— THE EXERCISE —
Convert the entries starting at the line that contains "Pass-network tagging: label the park bench" and ending at the line that contains "[(26, 427), (27, 295), (614, 423), (913, 594)]" into a two-column CSV with the header text,answer. Give one row per entry, put each field in double quotes, and replace any line breaks inside a field with spaces.

— EXTRACTED DATA —
-- Start --

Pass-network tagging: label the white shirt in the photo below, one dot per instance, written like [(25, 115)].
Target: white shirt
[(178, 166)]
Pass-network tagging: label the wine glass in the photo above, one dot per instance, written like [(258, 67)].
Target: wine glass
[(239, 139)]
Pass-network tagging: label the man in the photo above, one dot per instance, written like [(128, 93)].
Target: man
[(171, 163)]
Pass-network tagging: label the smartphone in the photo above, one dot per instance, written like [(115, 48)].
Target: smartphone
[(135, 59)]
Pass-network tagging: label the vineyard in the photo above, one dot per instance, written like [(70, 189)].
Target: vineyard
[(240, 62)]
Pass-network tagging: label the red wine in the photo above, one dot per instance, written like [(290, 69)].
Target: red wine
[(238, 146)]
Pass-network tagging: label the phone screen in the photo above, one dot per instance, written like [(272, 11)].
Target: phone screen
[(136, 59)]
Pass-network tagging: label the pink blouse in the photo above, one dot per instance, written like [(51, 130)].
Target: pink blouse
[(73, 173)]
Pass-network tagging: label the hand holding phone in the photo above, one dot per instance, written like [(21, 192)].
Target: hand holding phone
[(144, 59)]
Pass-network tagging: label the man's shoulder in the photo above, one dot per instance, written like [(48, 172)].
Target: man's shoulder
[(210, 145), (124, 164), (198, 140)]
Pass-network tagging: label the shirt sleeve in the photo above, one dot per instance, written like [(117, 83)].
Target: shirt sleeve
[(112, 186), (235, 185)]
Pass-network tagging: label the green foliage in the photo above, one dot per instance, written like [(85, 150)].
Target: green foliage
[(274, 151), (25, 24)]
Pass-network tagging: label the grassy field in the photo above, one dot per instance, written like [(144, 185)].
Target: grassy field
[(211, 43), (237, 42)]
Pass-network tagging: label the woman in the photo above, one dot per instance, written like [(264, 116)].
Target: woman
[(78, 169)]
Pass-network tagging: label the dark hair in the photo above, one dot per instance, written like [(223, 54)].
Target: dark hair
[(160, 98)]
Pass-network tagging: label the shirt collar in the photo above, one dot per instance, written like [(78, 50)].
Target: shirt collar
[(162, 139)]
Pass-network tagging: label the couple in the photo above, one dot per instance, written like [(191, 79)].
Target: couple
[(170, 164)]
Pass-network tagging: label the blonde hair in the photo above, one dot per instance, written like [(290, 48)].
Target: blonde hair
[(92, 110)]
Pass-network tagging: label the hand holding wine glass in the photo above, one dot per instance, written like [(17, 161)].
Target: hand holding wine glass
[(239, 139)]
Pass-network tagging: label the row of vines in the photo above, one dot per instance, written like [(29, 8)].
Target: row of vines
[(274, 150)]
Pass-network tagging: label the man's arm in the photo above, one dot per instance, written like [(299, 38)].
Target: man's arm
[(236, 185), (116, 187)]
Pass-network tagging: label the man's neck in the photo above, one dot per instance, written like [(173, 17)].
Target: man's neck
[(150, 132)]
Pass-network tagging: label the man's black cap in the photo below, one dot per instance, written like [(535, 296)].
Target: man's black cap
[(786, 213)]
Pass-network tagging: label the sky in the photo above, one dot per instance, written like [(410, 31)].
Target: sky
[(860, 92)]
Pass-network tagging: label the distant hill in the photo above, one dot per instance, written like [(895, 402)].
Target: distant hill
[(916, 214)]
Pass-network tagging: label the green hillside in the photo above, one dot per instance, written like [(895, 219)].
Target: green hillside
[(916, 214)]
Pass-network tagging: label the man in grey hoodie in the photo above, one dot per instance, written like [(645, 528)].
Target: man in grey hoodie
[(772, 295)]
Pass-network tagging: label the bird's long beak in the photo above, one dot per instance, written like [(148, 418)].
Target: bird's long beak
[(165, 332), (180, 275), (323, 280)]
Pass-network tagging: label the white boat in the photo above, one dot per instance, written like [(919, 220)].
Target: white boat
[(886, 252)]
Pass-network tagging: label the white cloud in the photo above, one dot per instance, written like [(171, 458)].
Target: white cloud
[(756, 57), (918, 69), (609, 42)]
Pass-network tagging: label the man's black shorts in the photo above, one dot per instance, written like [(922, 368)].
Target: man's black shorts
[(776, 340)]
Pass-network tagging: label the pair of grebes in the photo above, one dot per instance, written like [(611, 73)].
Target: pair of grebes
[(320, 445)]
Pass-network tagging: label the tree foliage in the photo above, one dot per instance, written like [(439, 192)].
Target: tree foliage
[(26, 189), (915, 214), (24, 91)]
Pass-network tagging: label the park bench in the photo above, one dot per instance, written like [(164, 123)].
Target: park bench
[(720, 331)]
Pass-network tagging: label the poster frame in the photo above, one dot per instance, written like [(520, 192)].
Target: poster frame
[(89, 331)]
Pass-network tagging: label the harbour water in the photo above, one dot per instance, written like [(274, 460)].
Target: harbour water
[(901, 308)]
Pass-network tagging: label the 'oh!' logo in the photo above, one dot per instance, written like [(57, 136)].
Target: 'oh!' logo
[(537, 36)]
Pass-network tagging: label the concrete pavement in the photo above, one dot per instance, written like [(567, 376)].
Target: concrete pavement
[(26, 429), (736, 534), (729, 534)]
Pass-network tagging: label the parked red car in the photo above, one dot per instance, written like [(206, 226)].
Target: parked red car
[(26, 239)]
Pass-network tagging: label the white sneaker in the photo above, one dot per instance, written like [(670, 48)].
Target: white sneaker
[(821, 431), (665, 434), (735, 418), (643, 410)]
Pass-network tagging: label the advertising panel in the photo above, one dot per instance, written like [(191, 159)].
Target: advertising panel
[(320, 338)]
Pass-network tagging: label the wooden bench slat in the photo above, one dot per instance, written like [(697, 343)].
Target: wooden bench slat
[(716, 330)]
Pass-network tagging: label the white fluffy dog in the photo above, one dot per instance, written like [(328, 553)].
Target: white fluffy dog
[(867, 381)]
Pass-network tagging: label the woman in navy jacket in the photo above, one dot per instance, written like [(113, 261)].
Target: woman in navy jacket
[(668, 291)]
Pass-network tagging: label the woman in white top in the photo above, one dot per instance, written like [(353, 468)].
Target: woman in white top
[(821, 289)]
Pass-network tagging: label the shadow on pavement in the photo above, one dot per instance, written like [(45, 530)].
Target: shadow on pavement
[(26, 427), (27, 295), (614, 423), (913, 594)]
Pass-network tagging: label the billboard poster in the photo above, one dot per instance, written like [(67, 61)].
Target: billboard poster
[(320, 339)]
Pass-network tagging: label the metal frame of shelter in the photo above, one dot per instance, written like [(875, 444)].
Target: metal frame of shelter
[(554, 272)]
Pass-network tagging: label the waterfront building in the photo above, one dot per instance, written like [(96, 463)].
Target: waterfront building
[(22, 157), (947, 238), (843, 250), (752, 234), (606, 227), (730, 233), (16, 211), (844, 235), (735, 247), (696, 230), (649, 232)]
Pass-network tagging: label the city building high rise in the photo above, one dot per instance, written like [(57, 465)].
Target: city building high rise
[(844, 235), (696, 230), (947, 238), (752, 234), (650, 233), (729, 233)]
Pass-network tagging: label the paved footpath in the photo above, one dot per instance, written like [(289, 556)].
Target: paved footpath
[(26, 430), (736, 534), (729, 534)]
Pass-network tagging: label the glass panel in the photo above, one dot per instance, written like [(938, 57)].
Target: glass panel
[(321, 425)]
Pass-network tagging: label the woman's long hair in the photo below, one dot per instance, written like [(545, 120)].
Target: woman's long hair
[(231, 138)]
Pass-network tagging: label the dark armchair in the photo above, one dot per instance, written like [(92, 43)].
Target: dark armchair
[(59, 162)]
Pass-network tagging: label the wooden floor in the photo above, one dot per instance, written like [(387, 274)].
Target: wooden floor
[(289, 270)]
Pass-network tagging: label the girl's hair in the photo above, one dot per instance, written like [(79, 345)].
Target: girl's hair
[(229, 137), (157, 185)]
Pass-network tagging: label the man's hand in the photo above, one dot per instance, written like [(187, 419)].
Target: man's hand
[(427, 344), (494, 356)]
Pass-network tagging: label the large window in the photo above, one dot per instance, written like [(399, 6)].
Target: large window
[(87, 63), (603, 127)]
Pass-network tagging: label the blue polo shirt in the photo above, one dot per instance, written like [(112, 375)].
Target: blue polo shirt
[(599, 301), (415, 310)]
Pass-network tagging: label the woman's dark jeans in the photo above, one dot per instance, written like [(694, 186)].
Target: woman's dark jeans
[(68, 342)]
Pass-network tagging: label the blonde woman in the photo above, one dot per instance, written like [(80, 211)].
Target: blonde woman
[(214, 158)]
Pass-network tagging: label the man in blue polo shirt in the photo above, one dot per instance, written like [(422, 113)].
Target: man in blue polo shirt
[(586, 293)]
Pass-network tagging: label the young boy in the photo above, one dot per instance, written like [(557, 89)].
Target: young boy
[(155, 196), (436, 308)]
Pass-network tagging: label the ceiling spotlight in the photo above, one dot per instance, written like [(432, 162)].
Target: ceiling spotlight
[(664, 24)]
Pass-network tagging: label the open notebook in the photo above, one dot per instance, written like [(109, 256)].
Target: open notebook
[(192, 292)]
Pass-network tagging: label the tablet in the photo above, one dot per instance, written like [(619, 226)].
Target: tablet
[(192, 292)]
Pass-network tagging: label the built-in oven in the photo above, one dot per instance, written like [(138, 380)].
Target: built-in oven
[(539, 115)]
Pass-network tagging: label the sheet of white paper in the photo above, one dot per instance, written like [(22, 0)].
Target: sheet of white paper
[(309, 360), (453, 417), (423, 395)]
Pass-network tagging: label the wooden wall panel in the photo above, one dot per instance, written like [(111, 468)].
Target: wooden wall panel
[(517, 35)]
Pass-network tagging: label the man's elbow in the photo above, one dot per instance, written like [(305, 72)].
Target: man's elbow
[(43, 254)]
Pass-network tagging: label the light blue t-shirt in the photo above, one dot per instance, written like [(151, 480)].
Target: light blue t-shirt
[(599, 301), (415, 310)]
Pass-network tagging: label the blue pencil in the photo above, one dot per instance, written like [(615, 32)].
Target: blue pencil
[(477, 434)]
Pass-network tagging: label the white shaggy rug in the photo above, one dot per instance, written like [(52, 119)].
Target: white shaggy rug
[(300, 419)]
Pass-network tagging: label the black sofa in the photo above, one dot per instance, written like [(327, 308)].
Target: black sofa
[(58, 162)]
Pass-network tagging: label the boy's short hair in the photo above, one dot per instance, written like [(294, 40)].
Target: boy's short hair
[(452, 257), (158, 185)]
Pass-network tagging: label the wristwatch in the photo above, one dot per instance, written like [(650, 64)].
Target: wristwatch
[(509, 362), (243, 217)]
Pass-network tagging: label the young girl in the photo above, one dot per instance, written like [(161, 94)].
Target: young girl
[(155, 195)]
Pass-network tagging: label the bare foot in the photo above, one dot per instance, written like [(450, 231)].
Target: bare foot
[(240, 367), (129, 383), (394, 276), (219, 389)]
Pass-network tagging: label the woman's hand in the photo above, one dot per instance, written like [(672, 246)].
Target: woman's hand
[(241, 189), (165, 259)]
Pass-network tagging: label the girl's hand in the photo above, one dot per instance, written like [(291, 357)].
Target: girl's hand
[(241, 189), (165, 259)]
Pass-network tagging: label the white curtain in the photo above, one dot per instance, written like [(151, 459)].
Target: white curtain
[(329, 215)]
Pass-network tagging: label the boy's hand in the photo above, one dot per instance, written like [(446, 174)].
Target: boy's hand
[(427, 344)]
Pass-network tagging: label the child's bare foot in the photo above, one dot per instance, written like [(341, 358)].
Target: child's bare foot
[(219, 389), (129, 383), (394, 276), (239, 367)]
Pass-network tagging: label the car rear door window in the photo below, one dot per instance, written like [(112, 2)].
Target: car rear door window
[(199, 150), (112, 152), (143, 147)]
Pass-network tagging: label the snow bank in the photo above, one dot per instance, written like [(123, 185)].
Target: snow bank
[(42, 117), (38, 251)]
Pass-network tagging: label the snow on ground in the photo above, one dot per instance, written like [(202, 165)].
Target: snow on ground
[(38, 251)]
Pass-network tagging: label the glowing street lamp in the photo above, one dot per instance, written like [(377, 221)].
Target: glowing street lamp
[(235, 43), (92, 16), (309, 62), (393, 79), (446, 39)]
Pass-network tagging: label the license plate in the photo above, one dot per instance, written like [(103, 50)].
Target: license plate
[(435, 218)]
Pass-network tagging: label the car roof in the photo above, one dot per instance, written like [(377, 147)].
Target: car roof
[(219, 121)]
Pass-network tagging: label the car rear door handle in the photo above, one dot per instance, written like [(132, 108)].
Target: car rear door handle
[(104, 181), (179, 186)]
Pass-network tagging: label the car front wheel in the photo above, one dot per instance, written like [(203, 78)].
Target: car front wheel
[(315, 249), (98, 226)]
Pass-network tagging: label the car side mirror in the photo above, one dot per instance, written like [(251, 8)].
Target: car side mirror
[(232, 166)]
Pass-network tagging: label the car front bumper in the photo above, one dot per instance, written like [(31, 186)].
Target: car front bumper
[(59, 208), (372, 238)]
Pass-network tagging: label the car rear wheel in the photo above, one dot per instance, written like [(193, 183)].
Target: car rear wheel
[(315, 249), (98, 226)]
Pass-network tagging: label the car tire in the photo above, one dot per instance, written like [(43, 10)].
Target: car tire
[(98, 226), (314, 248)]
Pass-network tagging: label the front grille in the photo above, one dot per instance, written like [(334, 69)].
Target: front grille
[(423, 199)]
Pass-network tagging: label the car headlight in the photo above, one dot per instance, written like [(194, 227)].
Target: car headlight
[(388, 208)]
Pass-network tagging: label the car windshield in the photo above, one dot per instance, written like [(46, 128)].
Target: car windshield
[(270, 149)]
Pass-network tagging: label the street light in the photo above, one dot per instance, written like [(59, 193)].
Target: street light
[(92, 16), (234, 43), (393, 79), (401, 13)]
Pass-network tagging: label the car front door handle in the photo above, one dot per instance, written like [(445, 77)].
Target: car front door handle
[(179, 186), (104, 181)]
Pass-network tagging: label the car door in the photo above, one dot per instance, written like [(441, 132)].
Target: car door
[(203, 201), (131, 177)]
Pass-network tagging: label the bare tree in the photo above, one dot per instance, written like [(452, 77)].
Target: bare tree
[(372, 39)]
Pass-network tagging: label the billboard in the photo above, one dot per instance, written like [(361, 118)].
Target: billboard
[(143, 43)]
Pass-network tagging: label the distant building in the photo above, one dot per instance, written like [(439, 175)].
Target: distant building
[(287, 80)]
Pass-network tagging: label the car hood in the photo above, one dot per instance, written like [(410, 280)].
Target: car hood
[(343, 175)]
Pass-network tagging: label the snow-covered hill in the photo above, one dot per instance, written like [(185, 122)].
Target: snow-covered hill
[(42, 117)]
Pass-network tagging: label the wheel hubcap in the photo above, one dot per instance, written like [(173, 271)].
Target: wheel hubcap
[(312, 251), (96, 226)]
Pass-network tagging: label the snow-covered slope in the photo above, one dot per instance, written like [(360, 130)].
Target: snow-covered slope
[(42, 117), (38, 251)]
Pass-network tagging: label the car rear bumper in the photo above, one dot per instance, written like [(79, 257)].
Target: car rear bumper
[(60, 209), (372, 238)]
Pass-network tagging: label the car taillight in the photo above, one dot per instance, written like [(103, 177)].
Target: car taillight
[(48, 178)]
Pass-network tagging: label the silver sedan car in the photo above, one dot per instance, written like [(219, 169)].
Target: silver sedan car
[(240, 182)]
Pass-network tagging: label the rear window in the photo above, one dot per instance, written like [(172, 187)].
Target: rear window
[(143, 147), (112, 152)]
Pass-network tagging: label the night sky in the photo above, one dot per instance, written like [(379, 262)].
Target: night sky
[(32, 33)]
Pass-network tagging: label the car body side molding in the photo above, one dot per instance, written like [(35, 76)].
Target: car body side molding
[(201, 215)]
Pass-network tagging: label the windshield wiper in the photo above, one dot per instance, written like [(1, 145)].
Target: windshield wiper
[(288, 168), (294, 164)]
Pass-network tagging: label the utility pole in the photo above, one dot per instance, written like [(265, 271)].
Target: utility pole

-- End --

— FINAL RESULT —
text,answer
"Pass-network tagging: label the park bench in the photo above, one dot per instance, written like [(164, 123)]. Target: park bench","[(720, 331)]"
"Pass-network tagging: label the poster frame in the photo above, one dot per instance, written like [(520, 192)]. Target: poster frame","[(89, 331)]"
"Pass-network tagging: label the harbour water in the photo above, one dot per instance, written like [(274, 460)]. Target: harbour water","[(901, 308)]"
"Pass-network tagging: label the 'oh!' logo in the photo above, one dot per instance, written like [(57, 136)]. Target: 'oh!' logo","[(537, 36)]"
"Pass-network tagging: label the concrete pavement in the photo above, one dot per instance, written like [(567, 376)]. Target: concrete pavement","[(26, 429), (736, 534), (729, 534)]"
"Pass-network tagging: label the parked red car in the photo above, one dot per instance, written like [(206, 226)]. Target: parked red car","[(26, 239)]"
"Pass-network tagging: label the white sneaker in the photo above, one dot per instance, written like [(670, 48)]. Target: white sneaker","[(821, 431), (665, 434), (735, 418), (643, 410)]"
"Pass-network tagging: label the advertising panel in the photo above, one dot per instance, written like [(191, 159)]. Target: advertising panel","[(320, 338)]"
"Pass-network tagging: label the wooden bench slat in the photo above, one dot per instance, written like [(697, 343)]. Target: wooden bench slat","[(716, 330)]"
"Pass-network tagging: label the white fluffy dog in the photo above, one dot per instance, written like [(328, 553)]. Target: white fluffy dog","[(867, 381)]"
"Pass-network tagging: label the woman in navy jacket in the photo above, one dot per instance, written like [(113, 261)]. Target: woman in navy jacket","[(668, 291)]"
"Pass-network tagging: label the woman in white top in the photo above, one dot per instance, written like [(353, 468)]. Target: woman in white top","[(821, 289)]"
"Pass-network tagging: label the shadow on pavement in the photo above, one dot per instance, written like [(45, 530)]. Target: shadow on pavement","[(26, 427), (27, 295), (614, 423), (913, 594)]"